TASK DIRECTIONS.
The response should be an exact repetition of all the entries.

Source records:
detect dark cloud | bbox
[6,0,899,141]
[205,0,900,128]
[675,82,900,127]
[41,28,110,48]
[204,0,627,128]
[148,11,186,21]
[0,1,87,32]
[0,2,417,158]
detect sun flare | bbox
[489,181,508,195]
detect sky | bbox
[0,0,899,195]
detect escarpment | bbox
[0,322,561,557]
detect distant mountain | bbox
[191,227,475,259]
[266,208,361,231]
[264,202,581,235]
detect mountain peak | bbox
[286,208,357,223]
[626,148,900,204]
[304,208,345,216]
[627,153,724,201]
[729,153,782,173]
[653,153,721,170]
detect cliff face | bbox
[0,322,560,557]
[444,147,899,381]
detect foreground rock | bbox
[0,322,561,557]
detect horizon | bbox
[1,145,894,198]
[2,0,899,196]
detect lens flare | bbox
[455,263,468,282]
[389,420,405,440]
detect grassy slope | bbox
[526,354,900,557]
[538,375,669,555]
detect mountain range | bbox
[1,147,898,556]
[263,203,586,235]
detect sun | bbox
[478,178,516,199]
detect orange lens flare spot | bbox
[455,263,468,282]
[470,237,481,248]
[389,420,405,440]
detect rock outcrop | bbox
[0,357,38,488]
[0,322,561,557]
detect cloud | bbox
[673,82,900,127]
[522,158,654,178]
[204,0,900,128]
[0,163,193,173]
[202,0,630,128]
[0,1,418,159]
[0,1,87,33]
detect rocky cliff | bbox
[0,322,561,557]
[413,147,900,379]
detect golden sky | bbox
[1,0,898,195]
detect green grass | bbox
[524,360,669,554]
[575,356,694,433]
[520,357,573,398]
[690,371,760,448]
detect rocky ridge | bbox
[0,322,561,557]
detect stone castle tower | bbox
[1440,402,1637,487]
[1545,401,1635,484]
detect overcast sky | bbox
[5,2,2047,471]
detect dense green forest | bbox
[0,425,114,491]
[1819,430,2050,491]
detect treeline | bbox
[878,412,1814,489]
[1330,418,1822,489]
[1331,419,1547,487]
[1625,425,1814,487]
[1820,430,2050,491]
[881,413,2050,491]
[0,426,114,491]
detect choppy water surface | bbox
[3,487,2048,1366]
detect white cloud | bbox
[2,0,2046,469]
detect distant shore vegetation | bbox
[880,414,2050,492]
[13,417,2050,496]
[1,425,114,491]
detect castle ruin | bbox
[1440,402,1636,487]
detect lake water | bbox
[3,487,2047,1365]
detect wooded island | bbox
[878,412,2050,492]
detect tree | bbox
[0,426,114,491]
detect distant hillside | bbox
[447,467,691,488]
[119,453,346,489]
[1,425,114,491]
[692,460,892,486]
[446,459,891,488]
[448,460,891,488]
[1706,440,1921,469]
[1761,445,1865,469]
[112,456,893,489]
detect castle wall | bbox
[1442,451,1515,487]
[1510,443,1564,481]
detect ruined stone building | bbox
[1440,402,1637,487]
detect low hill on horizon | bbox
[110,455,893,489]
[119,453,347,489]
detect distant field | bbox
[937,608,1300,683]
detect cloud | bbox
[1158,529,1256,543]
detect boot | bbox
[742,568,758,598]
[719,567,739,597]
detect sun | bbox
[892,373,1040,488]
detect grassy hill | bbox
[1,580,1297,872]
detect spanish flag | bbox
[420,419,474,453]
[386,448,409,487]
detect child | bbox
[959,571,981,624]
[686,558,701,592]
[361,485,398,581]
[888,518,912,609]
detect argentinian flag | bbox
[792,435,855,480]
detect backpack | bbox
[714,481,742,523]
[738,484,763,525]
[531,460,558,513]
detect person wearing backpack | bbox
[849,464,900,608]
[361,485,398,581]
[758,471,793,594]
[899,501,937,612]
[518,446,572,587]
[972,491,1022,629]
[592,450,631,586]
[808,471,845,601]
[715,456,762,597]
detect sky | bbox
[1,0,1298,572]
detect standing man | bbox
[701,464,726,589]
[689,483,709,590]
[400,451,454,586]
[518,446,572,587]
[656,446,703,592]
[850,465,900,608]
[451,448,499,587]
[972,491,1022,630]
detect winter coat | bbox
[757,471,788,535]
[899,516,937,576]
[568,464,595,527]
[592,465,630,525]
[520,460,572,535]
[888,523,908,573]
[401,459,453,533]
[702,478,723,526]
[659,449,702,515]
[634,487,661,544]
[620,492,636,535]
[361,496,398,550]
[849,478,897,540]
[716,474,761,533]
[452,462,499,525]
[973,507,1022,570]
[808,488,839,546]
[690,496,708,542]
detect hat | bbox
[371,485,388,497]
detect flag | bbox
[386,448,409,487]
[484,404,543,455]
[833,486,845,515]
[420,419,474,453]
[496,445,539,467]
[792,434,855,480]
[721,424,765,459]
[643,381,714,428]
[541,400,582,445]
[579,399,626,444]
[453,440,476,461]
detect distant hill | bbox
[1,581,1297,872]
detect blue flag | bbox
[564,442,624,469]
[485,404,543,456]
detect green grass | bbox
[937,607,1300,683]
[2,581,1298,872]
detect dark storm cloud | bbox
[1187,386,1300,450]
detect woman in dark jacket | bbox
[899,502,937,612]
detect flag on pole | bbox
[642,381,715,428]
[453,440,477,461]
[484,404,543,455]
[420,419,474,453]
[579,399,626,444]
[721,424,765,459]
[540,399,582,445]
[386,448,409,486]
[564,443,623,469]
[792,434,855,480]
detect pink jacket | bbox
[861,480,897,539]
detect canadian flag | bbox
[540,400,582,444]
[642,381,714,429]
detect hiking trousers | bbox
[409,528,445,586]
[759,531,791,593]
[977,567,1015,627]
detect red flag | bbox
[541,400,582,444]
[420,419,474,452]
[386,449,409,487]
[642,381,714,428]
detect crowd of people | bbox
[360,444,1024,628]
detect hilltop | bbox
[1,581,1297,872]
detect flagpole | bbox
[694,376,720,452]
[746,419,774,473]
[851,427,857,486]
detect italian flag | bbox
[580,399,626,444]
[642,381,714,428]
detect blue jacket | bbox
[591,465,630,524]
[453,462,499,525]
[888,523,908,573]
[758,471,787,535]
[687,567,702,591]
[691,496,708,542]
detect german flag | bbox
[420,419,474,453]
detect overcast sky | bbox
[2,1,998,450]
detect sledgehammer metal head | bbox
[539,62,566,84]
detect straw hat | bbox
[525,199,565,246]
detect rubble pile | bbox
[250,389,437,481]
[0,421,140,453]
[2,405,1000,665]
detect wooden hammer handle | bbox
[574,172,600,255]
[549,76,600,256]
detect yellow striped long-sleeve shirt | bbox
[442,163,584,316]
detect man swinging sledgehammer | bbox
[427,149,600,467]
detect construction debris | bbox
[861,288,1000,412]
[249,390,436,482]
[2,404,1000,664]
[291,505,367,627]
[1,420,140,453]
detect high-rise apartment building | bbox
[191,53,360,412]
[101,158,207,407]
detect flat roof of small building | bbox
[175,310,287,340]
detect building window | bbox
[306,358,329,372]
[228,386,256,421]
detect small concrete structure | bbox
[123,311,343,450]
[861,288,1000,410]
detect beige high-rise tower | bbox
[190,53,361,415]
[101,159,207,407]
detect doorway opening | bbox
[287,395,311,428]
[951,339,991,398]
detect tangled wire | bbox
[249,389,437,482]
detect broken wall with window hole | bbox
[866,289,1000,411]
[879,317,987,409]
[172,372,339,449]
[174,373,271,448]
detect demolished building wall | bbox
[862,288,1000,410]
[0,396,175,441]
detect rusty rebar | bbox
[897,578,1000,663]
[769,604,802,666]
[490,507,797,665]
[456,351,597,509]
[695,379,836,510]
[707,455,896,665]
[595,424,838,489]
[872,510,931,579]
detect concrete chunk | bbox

SOLUTION FOR THIS PROBLEM.
detect dark cloud | bbox
[6,0,899,141]
[205,0,900,128]
[675,82,900,127]
[41,28,110,48]
[204,0,627,128]
[148,11,186,21]
[0,1,87,32]
[0,2,417,158]
detect sun flare | bbox
[489,181,508,195]
detect sky | bbox
[0,0,899,195]
detect escarpment | bbox
[0,322,561,557]
detect distant mountain | bbox
[191,227,475,259]
[266,208,361,231]
[264,202,581,235]
detect mountain peak | bbox
[286,208,357,223]
[626,148,900,204]
[304,208,345,216]
[627,153,724,201]
[729,153,782,173]
[653,153,721,170]
detect cliff face | bbox
[0,322,560,557]
[444,147,899,381]
detect foreground rock | bbox
[0,322,561,557]
detect horizon | bbox
[1,145,894,198]
[2,0,899,196]
detect lens flare | bbox
[455,263,468,282]
[389,420,405,440]
detect grassy slope | bbox
[526,354,900,557]
[538,375,669,555]
detect mountain range | bbox
[1,147,898,556]
[263,203,586,235]
detect sun | bbox
[478,178,516,199]
detect orange lens flare spot | bbox
[455,263,468,282]
[470,237,481,248]
[389,420,405,440]
detect rock outcrop | bbox
[0,357,38,488]
[0,322,561,557]
detect cloud | bbox
[673,82,900,127]
[522,158,654,178]
[204,0,900,128]
[0,163,193,173]
[202,0,630,128]
[0,1,418,159]
[0,1,87,33]
detect rocky cliff | bbox
[0,322,561,557]
[413,147,900,379]
detect golden sky | bbox
[1,0,898,195]
detect green grass | bbox
[524,360,669,554]
[575,356,694,433]
[520,357,573,398]
[690,371,760,448]
detect rocky ridge | bbox
[0,322,561,557]
detect stone castle tower | bbox
[1440,402,1637,487]
[1545,401,1635,484]
detect overcast sky | bbox
[5,2,2047,471]
detect dense green forest | bbox
[0,425,114,491]
[1819,430,2050,491]
detect treeline | bbox
[878,412,1814,489]
[1330,418,1822,489]
[1331,419,1547,487]
[1625,425,1814,487]
[1820,430,2050,491]
[881,413,2050,491]
[0,426,114,491]
detect choppy water surface | bbox
[3,487,2048,1366]
detect white cloud | bbox
[2,0,2046,469]
detect distant shore vegetation | bbox
[880,414,2050,492]
[13,417,2050,496]
[1,425,114,491]
detect castle ruin | bbox
[1440,402,1636,487]
detect lake water | bbox
[3,487,2047,1365]
detect wooded island | bbox
[878,412,2050,492]
detect tree | bbox
[0,426,114,491]
detect distant hillside | bbox
[447,467,691,488]
[119,453,346,489]
[1,425,114,491]
[692,460,892,486]
[446,459,891,488]
[448,460,891,488]
[1706,440,1921,469]
[1761,445,1865,469]
[112,456,893,489]
detect castle wall | bbox
[1442,451,1515,487]
[1510,443,1564,481]
detect ruined stone building | bbox
[1440,402,1637,487]
detect low hill on horizon | bbox
[110,455,893,489]
[119,453,347,489]
detect distant field | bbox
[937,608,1300,683]
detect cloud | bbox
[1158,529,1256,543]
detect boot | bbox
[742,568,758,598]
[719,567,739,597]
detect sun | bbox
[892,373,1040,488]
detect grassy hill | bbox
[1,580,1297,872]
detect spanish flag | bbox
[420,419,474,453]
[386,448,409,487]
detect child | bbox
[959,571,981,624]
[686,558,701,592]
[361,485,398,581]
[888,518,912,609]
detect argentinian flag | bbox
[792,435,855,480]
detect backpack | bbox
[714,481,742,523]
[738,484,763,525]
[531,460,558,513]
detect person wearing backpack | bbox
[849,464,900,608]
[361,485,398,581]
[758,471,793,594]
[899,501,937,612]
[518,446,572,587]
[972,491,1022,629]
[592,450,631,586]
[808,471,845,601]
[715,456,762,597]
detect sky | bbox
[1,0,1298,572]
detect standing man | bbox
[701,464,726,589]
[689,483,709,590]
[400,451,454,586]
[518,446,572,587]
[656,446,703,592]
[850,465,900,608]
[451,448,499,587]
[972,491,1022,630]
detect winter coat | bbox
[757,471,788,535]
[899,516,937,576]
[568,464,595,527]
[592,465,630,525]
[520,460,572,535]
[888,523,908,573]
[401,459,453,533]
[702,478,723,526]
[659,449,702,515]
[634,487,661,544]
[620,492,636,535]
[361,496,398,550]
[849,478,897,540]
[716,474,761,533]
[452,462,499,525]
[973,507,1022,570]
[808,488,839,546]
[690,496,708,542]
detect hat | bbox
[371,485,388,497]
detect flag | bbox
[386,448,409,487]
[484,404,543,455]
[833,486,845,515]
[420,419,474,453]
[496,445,539,467]
[792,434,855,480]
[721,424,765,459]
[643,381,714,428]
[541,400,582,445]
[579,399,626,444]
[453,440,476,461]
detect distant hill | bbox
[1,581,1297,872]
detect blue flag | bbox
[564,442,624,469]
[485,404,543,456]
detect green grass | bbox
[937,607,1300,683]
[2,581,1298,872]
detect dark storm cloud | bbox
[1187,386,1300,450]
detect woman in dark jacket | bbox
[899,502,937,612]
detect flag on pole | bbox
[642,381,715,428]
[453,440,477,461]
[484,404,543,455]
[420,419,474,453]
[579,399,626,444]
[721,424,765,459]
[540,399,582,445]
[386,448,409,486]
[564,443,623,469]
[792,434,855,480]
detect pink jacket | bbox
[861,480,897,539]
detect canadian flag | bbox
[540,400,582,444]
[642,381,714,429]
detect hiking trousers | bbox
[409,528,445,586]
[759,531,791,593]
[977,567,1015,627]
detect red flag | bbox
[541,400,582,444]
[420,419,474,452]
[386,449,409,487]
[642,381,714,428]
detect crowd of people | bbox
[360,444,1024,628]
detect hilltop | bbox
[1,581,1297,872]
detect flagpole | bbox
[694,376,720,452]
[746,419,774,473]
[851,427,857,486]
detect italian flag | bbox
[580,399,626,444]
[642,381,714,428]
detect blue jacket | bbox
[591,465,630,524]
[453,462,499,525]
[888,523,908,573]
[758,471,787,535]
[687,567,702,591]
[691,496,708,542]
detect german flag | bbox
[420,419,474,453]
detect overcast sky | bbox
[2,1,998,450]
detect sledgehammer metal head | bbox
[539,62,566,84]
detect straw hat | bbox
[525,199,565,246]
detect rubble pile | bbox
[250,389,437,481]
[0,421,140,453]
[2,405,1000,665]
detect wooden hammer handle | bbox
[574,172,600,255]
[549,76,600,256]
detect yellow striped long-sleeve shirt | bbox
[442,163,584,316]
detect man swinging sledgehammer | bbox
[427,149,600,467]
detect construction debris | bbox
[861,288,1000,412]
[249,390,436,482]
[2,404,1000,664]
[291,505,367,627]
[1,420,140,453]
detect high-rise apartment building | bbox
[191,53,360,412]
[101,158,207,407]
detect flat roof of small building | bbox
[175,310,287,340]
detect building window | bbox
[306,358,329,372]
[228,386,256,421]
detect small concrete structure | bbox
[123,311,343,450]
[861,288,1000,410]
detect beige high-rise tower | bbox
[190,53,361,415]
[101,159,207,407]
detect doorway opening | bbox
[287,395,311,428]
[951,339,991,398]
detect tangled wire | bbox
[249,389,437,482]
detect broken wall with window hole | bbox
[866,289,1000,411]
[879,317,987,409]
[172,372,339,449]
[174,373,271,448]
detect demolished building wall | bbox
[862,288,1000,410]
[0,396,175,441]
detect rusty rebar | bbox
[897,578,1000,663]
[769,604,802,666]
[490,507,797,665]
[456,351,597,509]
[695,379,836,510]
[707,455,896,665]
[595,424,838,489]
[872,510,931,579]
detect concrete chunk | bbox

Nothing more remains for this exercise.